→ **Problem description**
Please pick up the mailing-list post below on securing BIND with systemd and continue it from its last line.

→ **Source**

[systemd-devel] Securing bind with systemd methods (was: bind-mount of /run/systemd for chrooted bind9/named)

Petr Menšík pemensik at redhat.com
Thu Jul 20 16:25:07 UTC 2023


BIND wans to read ephemeral port ranges to use for outgoing queries. We 
have such special quirks bind-mounted into bind chroot. But without 
SELinux-like protection that might not be needed.

Consider read-binding /proc/sys/net/ipv4/ip_local_port_range into chroot.

We have also /etc/rndc.{conf,key} mounted into chroot. Check named -V 
for your build paths, but I would want them in the chroot too.

Cheers,

Petr

On 7/17/23 14:44, Marc Haber wrote:
> Hi,
>
> I'm back. This is my first try at doing a decent systemd unit for bind 9
> / named chrooted with named's own features, making the chroot minimal
> and code-free.
>
> Here we go (this has been merged from various plug-in/overrides files, I
> don't guarantee correct syntax). I have interspersed my
> comments/questions as # comments. If one of the suggested improvements
> warrant filing of an issue, let me know and I'll write well-explained
> issues that are able to stand for themselves.
>
> The first phase of writing this unit was done with systemd 253 on Debian
> unstable, the second phase was on a productive machine running Debian
> stable, systemd 252.
>
> [Unit]
> Description=BIND Domain Name Server
> Documentation=man:named(8)
> After=network.target network-online.target
> Wants=nss-lookup.target network-online.target
> Before=nss-lookup.target
> StartLimitIntervalSec=90s
> StartLimitBurst=5
>
> [Service]
> Type=notify
> ExecStart=/usr/sbin/named -f -u bind -c /etc/bind/named.conf -t /var/local/chroot/bind
> # named(8): In routine operation, signals should not be used to control
> # the nameserver; rndc  should  be  used instead. We're following
> # upstream's advice here.
> ExecReload=/usr/sbin/rndc reload
> ExecStop=/usr/sbin/rndc stop
> Restart=on-failure
> RestartSec=5s
> # I'd rather not have / as working directory and this looks the most
> # sensible
> WorkingDirectory=/var/local/chroot/bind
> # Setting RootDirectory=/ results into service failure ("too many
> # symlinks"), repeated StartLimitBurst times. I think this should be
> # special cased with a better speaking error message if RootDirectory=/
> # is unwanted. I'd like to explain why I tried that - a lot of the
> # sandboxing directives only apply (or make sense) if RootDirectory
> # is set or a service is being chrooted, my service is chrooting itself
> # and I wanted systemd to know about that and enable those directives
> # that only work in the RootDirectory set case. If I'm not making sense
> # here, then it's a docs issue ;-)
> #RootDirectory=/
> ProtectProc=invisible
> ProcSubset=pid
> BindReadOnlyPaths=/run/systemd/notify:/var/local/chroot/bind/run/systemd/notify
> BindReadOnlyPaths=/usr/share/dns:/var/local/chroot/bind/usr/share/dns
> User=bind
> Group=bind
> UMask=077
> # This means that my non-root service gets those three capabilities and
> # is unable to obtain more, right? Would this warrant its own
> # configuration directive like "servcie has those capabilities, not
> # more, not less than that"?

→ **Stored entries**
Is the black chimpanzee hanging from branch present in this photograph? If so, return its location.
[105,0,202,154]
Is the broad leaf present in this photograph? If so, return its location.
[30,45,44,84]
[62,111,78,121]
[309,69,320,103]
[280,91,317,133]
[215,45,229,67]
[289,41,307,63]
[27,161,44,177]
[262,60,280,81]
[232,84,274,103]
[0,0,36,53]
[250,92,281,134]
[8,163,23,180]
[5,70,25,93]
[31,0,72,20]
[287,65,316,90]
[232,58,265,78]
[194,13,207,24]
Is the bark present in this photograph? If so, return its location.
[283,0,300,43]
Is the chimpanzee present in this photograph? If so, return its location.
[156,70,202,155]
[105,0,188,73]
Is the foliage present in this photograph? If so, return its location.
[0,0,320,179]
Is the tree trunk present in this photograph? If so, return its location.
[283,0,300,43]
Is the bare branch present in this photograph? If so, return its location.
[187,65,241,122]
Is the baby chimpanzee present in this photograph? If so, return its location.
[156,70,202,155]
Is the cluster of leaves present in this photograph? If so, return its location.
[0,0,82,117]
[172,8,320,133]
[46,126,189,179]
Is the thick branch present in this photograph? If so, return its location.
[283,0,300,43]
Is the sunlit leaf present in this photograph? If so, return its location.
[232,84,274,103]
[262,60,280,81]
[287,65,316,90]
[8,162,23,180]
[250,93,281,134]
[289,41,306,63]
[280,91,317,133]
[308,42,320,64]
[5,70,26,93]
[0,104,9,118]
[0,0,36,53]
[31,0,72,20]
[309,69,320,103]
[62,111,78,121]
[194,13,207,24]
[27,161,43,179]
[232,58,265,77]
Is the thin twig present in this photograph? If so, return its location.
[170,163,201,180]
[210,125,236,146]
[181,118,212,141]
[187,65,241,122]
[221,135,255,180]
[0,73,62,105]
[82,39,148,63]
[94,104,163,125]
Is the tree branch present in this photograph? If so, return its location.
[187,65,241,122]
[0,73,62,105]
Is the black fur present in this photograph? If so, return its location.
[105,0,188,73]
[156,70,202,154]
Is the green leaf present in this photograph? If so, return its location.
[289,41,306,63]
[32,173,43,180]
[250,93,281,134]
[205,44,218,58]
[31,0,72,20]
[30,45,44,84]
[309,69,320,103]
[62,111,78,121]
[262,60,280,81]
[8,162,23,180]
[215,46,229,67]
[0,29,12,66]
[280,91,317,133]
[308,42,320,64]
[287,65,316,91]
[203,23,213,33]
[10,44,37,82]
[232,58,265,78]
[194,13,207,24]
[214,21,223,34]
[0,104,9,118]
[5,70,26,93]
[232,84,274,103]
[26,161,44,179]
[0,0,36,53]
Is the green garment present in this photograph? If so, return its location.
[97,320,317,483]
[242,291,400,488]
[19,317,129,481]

→ **Task output**
> CapabilityBoundingSet=cap_net_admin cap_net_bind_service cap_sys_chroot
> AmbientCapabilities=  cap_net_admin cap_net_bind_service cap_sys_chroot
> NoNewPrivileges=true
> # Haven't investigated the AppArmor profiles that come with bind yet
> #AppArmorProfile
> ProtectSystem=strict
> ProtectHome=yes
> # {Runtime,Cache,Configuration}Directory cannot be used
> # because our bind chroots itself and those directives only
> # create directories under the standard paths. This makes those
> # directives useless in the case where a service chroots itself and
> # needs its Cache, Configuration etc inside the chroot. Maybe it
> # makes sense to adapt the functionality to support this case?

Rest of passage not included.